◆ Short task 1 ◆
Count the lines in the entries that contain the word "boot", and reply with that number alone.
◆ Short task 2 ◆
Resume the piece on the case for SGD and SGS, writing on from its final sentence.
-- Begin Document passage --
SGD and SGS in global stage; some considerations


Varieties of cyclical, geopolitical, and structural developments have exacerbated USD volatility lately, underscoring the importance of currency risk management. We make the case for SGD and SGS.
Group Research, Taimur Baig, Chang Wei Liang, Eugene Leow, Duncan Tan04 Aug 2022
  • Our analysis finds attractive risk-reward from SGD assets
  • Wider collateral eligibility of SGD cash and bonds for market purposes is a positive development
  • There are fewer geopolitical considerations compared to the USD
  • The long duration green SGD bond issuance pipeline is a major potential draw
  • Singapore‚Äôs high credit rating and a favourable issuance pipeline make a strong case for investors
Photo credit: Unsplash Photo


Backdrop

Varieties of cyclical, geopolitical, and structural developments have exacerbated USD volatility lately. There has been no shortage of crises in the US and beyond, causing periods of risk aversion that invariably leads to flight to USD safety. Strong dollar phases are not permanent by any means; protracted periods of weakness have also been seen.

Through these ups and downs, USD has remained as the dominant reserve currency globally. Despite its large public debt overhang and persistent external imbalances, the deep US financial market, the fact the USD is the currency of invoice for global trade, and attractive risk/reward have kept global investors and savers holding on to the greenback through the decades. 

But USD volatility, frequent instances of weaponisation of the currency, growing China-US rivalry, and other geostrategic considerations are causes for concern. Currency risk management, always critical, has taken on added importance.
-- End Document passage --
-- Begin Task material --
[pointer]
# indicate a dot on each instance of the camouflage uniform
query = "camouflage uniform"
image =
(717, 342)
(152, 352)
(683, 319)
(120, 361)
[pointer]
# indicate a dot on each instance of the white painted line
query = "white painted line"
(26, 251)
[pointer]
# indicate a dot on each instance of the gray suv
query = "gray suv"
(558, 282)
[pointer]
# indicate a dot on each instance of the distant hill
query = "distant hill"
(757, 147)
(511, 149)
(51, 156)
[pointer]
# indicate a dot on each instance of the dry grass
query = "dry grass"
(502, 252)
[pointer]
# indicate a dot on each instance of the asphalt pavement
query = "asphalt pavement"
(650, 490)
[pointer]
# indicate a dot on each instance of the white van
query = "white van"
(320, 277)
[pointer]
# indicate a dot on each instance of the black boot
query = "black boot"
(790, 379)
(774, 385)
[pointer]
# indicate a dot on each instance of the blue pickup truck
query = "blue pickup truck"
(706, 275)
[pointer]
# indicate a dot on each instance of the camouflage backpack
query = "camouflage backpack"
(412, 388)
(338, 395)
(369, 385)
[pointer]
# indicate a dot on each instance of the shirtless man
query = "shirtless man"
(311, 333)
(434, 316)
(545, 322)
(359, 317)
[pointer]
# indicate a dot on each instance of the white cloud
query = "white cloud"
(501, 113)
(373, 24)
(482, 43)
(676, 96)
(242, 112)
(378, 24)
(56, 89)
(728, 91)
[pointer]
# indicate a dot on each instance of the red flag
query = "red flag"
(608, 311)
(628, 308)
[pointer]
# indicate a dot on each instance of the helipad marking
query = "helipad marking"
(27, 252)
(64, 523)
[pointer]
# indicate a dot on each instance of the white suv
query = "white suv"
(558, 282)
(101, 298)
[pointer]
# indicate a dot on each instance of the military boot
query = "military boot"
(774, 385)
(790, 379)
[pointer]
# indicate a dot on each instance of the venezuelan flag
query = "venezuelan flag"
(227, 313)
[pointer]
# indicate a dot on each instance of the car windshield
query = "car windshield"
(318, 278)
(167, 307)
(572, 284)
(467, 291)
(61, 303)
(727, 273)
-- End Task material --
◆ Task output 1 ◆
4

◆ Task output 2 ◆
Often currency market volatility goes hand in hand with dissipation of hard currency liquidity. This year, even as USD holders have gotten handsome returns, FX volatility has been substantial and dollar liquidity has steadily tightened. Against this backdrop, a case can be made that for traders and corporates, especially those with emerging markets exposure, there could be benefit from currency risk diversification.

The case for SGD and SGS

With a triple-A rating, boosted by a wide range of league table-leading fiscal, financial, competitiveness, and governance indicators, there is little question about the worthiness of the currency and paper issued by the government of Singapore. We believe that a series of evolving demand, supply, and structural factors are aligning that may mark the beginning of a wider holding of Singapore’s cash and bonds in the global financial stage.

On the demand side, purely from a financial angle, our analysis shows that there are attractive returns on investing in SGD cash and bonds from the perspective of investors based in USD, EUR, JPY, and CNY jurisdictions.

On the supply side, Singapore’s debt stock, with no question on its sustainability, is slated to grow in the coming years, with a chunk of the issuance targeted to finance green infrastructure and green transition. With fiscal structural factors pointing to greater issuance needs in the coming decades, the SGD and SGS market will deepen steadily.

A market structure related development adds to SGD cash/bond story. In late-2021, London Clearing House extended the range of eligible collateral accepted as initial margin to include SGD-denominated government bonds, treasury bills, and cash. This has come at an opportune moment as this year’s spike in market volatility has brought the spotlight back on liquidity risk. At times like these, eligible collateral becomes an important binding constraint.

From the perspective to Singapore’s policy makers, greater interest in SGD cash and bonds may not be a free lunch. It could bring in greater flows, but also there could be outsized outflows in response to global and local developments, causing returns and liquidity volatility. Since virtually all developed markets deal with this type of phenomena, we don’t see it as major impediment to macroeconomic management.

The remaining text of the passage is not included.